EXCERPTED TEXT:
** START **
[ksk-change] Keeping two KSK keys long term
Tomofumi Okubo
tomofumi.okubo at gmail.com
Thu Oct 2 17:41:13 UTC 2014
Hello Al,
If someone is able to sabotage your key management operation, you will have bigger issues before performing any cryptographic operations. It's a huge damage to the reputation/trust. I believe this is why you have very good protection and monitoring around your KMF.
Also, I personally love HSMs but unfortunately, I cannot fully trust them when it comes to key management. If someone gets hold of the HSM we don't know if there is a flaw or backdoor that allows the adversary to extract the key. This is why we implement compensating controls to prevent it from happening.
I'm paranoid to a point that I need to know where the key material resides and when they are used. But this is more from an information security practitioner's standpoint rather than an engineer.
Cheers,
Tomofumi
> On Oct 2, 2014, at 10:13, "Bolivar, Al" <abolivar at verisign.com> wrote:
>
> Tomofumi,
>
> In the scenario you are talking about the adversary would gain access to
> both HSMs at one of the facilities right? Then you could still use the
> other two HSMs you have at the other facility, provided they didn¹t get
> access to the smart cards (credentials) as well. You could then import the
> KSK into new HSMs via the APP cards.
>
> Thanks,
>
> Al
>
>
>
>> On 10/1/14, 9:22 PM, "Tomofumi Okubo" <tomofumi.okubo at gmail.com> wrote:
>>
>> Hello Mike,
>>
>> On Wed, Oct 1, 2014 at 4:39 PM, Michael StJohns <msj at nthpermutation.com>
>> wrote:
>>> On 10/1/2014 7:26 PM, David Conrad wrote:
>>>
>>> Gaining access to an HSM, along with its ignition keys would be bad.
** END **
WHAT TO WORK ON:
(a) In the email thread on keeping two KSK keys, what does Al say could be used to import the KSK into new HSMs?
(b) From the entries, reproduce the lines starting at the line that contains "On this screenshot, the leaf-covered" and ending at the line that contains "[0,200,400,299]", including both of those lines.

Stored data
** START **
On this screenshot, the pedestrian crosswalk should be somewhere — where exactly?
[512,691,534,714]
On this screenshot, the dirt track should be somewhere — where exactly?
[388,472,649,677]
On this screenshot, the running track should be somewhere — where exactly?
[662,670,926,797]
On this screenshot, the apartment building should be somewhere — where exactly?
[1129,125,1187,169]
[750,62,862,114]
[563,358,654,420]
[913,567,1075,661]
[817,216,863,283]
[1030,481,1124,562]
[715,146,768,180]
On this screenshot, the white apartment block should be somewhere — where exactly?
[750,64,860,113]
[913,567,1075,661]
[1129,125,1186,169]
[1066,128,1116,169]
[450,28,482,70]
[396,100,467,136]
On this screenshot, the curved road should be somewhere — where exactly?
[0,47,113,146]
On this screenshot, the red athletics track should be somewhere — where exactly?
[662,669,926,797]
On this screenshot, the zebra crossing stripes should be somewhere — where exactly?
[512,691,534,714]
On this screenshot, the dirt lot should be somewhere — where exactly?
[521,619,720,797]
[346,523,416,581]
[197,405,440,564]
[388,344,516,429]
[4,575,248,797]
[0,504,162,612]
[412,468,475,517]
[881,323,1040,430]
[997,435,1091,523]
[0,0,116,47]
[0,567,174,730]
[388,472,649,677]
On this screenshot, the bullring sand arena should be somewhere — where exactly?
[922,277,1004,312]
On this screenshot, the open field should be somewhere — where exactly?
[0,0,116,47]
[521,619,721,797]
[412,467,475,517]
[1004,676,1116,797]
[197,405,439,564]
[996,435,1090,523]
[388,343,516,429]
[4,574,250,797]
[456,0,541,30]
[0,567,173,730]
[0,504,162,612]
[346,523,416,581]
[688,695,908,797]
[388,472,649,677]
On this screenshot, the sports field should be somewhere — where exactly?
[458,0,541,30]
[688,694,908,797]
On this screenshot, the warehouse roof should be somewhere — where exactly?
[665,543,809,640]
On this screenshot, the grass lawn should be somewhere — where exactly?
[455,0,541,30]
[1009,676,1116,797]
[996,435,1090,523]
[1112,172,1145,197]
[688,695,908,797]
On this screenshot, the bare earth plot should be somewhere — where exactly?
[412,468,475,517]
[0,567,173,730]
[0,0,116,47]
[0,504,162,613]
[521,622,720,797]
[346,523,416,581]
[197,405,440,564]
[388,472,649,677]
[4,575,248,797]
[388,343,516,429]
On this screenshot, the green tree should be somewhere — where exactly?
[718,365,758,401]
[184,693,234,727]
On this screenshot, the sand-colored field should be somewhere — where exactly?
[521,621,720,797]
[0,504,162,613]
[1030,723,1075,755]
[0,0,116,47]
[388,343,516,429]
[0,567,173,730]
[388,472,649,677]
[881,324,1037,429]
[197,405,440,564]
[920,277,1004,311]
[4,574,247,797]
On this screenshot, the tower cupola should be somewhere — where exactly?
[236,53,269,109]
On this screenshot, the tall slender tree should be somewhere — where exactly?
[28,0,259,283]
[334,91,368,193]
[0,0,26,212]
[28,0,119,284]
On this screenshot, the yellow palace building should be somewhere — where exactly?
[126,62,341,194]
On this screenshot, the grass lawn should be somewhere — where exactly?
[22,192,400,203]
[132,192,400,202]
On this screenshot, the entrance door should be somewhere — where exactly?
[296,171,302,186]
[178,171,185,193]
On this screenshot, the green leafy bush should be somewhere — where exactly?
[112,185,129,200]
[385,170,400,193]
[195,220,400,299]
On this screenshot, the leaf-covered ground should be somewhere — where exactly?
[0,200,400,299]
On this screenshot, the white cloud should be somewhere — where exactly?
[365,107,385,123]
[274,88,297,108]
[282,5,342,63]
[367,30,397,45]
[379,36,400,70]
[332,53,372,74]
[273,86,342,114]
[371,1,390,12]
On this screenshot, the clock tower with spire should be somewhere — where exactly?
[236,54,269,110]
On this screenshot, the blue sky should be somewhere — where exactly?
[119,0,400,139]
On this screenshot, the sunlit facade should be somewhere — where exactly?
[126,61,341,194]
** END **
RESULTS OF THE TASKS:
(a) The APP cards.

(b)
On this screenshot, the leaf-covered ground should be somewhere — where exactly?
[0,200,400,299]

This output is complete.